Given instruction -
Copy every one of the records below line for line, with no changes.

Exercise material -

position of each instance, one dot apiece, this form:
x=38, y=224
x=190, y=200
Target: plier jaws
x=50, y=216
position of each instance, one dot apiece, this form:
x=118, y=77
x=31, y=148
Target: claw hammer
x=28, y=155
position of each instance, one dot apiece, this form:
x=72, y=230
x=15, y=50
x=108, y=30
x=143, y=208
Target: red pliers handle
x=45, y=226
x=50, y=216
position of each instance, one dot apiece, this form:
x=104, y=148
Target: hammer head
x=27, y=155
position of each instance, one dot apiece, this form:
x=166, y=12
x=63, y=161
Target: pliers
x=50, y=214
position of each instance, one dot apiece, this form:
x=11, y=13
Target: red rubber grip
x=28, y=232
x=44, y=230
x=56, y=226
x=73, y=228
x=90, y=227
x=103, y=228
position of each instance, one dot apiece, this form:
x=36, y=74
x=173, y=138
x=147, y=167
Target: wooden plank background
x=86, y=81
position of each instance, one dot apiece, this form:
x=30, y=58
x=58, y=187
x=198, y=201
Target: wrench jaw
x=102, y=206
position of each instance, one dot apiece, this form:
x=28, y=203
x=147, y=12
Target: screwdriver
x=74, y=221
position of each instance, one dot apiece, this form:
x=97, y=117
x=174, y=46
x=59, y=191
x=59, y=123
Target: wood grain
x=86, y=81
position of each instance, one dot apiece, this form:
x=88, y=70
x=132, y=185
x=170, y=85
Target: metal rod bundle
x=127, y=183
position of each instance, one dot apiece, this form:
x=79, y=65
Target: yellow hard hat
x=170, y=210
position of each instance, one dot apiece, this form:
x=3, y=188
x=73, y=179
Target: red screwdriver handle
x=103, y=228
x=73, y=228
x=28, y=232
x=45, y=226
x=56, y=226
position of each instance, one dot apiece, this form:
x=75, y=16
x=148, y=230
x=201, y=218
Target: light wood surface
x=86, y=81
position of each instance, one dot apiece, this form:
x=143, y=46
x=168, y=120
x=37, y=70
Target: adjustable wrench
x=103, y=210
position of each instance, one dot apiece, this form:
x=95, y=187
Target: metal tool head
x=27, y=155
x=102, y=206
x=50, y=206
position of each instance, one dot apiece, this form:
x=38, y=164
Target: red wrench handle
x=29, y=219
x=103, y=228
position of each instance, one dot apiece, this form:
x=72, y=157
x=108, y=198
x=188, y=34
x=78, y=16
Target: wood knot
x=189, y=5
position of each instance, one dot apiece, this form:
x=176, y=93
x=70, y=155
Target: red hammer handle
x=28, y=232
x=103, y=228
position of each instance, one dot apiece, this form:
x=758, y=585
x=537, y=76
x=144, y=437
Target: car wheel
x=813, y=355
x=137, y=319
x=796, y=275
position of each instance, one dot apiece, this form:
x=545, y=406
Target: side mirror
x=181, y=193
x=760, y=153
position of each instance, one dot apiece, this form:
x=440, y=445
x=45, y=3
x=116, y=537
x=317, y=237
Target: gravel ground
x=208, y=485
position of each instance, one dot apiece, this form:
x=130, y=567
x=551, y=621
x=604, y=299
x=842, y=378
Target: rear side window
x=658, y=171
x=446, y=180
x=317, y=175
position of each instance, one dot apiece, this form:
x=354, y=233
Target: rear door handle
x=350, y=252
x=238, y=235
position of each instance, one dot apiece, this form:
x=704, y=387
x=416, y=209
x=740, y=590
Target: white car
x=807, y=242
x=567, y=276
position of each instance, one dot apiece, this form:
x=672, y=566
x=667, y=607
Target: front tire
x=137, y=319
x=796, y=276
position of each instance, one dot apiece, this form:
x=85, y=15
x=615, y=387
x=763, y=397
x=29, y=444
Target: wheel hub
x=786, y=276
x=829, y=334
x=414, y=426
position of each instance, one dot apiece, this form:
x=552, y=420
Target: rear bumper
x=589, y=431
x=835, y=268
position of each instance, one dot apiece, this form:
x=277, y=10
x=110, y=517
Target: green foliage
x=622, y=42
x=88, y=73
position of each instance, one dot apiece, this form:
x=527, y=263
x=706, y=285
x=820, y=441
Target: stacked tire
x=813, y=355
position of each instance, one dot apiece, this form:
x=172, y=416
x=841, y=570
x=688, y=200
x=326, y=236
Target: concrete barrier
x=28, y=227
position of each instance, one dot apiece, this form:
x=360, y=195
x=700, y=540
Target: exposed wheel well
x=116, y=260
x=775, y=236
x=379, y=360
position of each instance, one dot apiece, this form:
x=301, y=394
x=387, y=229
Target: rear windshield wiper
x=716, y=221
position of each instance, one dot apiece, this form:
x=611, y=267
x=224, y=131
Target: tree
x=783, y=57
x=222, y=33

The result -
position of each instance, one dot apiece, this form:
x=38, y=224
x=190, y=200
Target: plier jaws
x=50, y=216
position of each instance, one dot apiece, this form:
x=118, y=77
x=31, y=148
Target: claw hammer
x=28, y=155
position of each instance, one dot apiece, this form:
x=72, y=230
x=15, y=50
x=108, y=30
x=143, y=208
Target: red pliers handle
x=45, y=226
x=50, y=216
position of each instance, one dot apiece, this form:
x=104, y=148
Target: hammer head
x=27, y=155
position of each instance, one dot apiece, this form:
x=166, y=12
x=63, y=161
Target: pliers
x=50, y=214
position of each instance, one dot apiece, this form:
x=11, y=13
Target: red rubber grip
x=28, y=232
x=44, y=230
x=56, y=226
x=73, y=228
x=90, y=227
x=103, y=228
position of each instance, one dot apiece, this form:
x=36, y=74
x=173, y=138
x=147, y=167
Target: wooden plank background
x=86, y=81
position of each instance, one dot apiece, this form:
x=30, y=58
x=58, y=187
x=198, y=201
Target: wrench jaw
x=102, y=206
position of each instance, one dot apiece, this form:
x=28, y=203
x=147, y=12
Target: screwdriver
x=74, y=221
position of each instance, one dot apiece, this form:
x=97, y=117
x=174, y=46
x=59, y=191
x=59, y=123
Target: wood grain
x=86, y=81
position of each instance, one dot apiece, this form:
x=88, y=70
x=132, y=185
x=170, y=85
Target: metal rod bundle
x=127, y=183
position of each instance, one dot apiece, this form:
x=79, y=65
Target: yellow hard hat
x=170, y=210
position of each instance, one dot apiece, this form:
x=3, y=188
x=73, y=179
Target: red screwdriver handle
x=103, y=228
x=73, y=228
x=28, y=232
x=45, y=226
x=56, y=226
position of each instance, one dot apiece, this form:
x=75, y=16
x=148, y=230
x=201, y=218
Target: light wood surface
x=86, y=81
position of each instance, one dot apiece, this form:
x=143, y=46
x=168, y=120
x=37, y=70
Target: adjustable wrench
x=103, y=210
position of each instance, one dot apiece, this form:
x=95, y=187
Target: metal tool head
x=27, y=155
x=102, y=206
x=50, y=206
position of each instance, one dot apiece, this form:
x=38, y=164
Target: red wrench handle
x=29, y=219
x=103, y=228
position of each instance, one dot apiece, this form:
x=72, y=157
x=108, y=198
x=188, y=34
x=78, y=16
Target: wood knot
x=189, y=5
position of each instance, one dot apiece, this form:
x=176, y=93
x=70, y=155
Target: red hammer handle
x=28, y=232
x=103, y=228
position of each instance, one dot apiece, this form:
x=758, y=585
x=537, y=76
x=144, y=437
Target: car wheel
x=813, y=355
x=137, y=319
x=796, y=275
position of each instance, one dot apiece, this form:
x=545, y=406
Target: side mirror
x=181, y=193
x=760, y=153
position of each instance, one dot apiece, this form:
x=440, y=445
x=45, y=3
x=116, y=537
x=317, y=237
Target: gravel ground
x=208, y=485
position of each instance, one dot apiece, this form:
x=130, y=567
x=551, y=621
x=604, y=299
x=842, y=378
Target: rear side window
x=658, y=171
x=446, y=180
x=317, y=175
position of each instance, one dot apiece, this form:
x=354, y=233
Target: rear door handle
x=350, y=252
x=238, y=235
position of each instance, one dot apiece, this form:
x=704, y=387
x=416, y=209
x=740, y=590
Target: white car
x=807, y=242
x=567, y=276
position of each instance, one dot apiece, this form:
x=672, y=566
x=667, y=607
Target: front tire
x=137, y=319
x=796, y=276
position of each instance, one dot apiece, this form:
x=85, y=15
x=615, y=387
x=763, y=397
x=29, y=444
Target: wheel hub
x=786, y=276
x=829, y=334
x=414, y=426
position of each instance, one dot apiece, this form:
x=552, y=420
Target: rear bumper
x=589, y=431
x=835, y=268
position of each instance, one dot apiece, this form:
x=277, y=10
x=110, y=517
Target: green foliage
x=622, y=42
x=88, y=73
position of each instance, one dot apiece, this form:
x=527, y=263
x=706, y=285
x=820, y=441
Target: stacked tire
x=813, y=355
position of each instance, one dot apiece, this form:
x=172, y=416
x=841, y=570
x=688, y=200
x=326, y=236
Target: concrete barrier
x=28, y=227
position of each instance, one dot apiece, this form:
x=360, y=195
x=700, y=540
Target: exposed wheel well
x=116, y=260
x=775, y=236
x=379, y=360
position of each instance, one dot apiece, this form:
x=301, y=394
x=387, y=229
Target: rear windshield wiper
x=716, y=221
position of each instance, one dot apiece, this form:
x=611, y=267
x=224, y=131
Target: tree
x=783, y=57
x=222, y=33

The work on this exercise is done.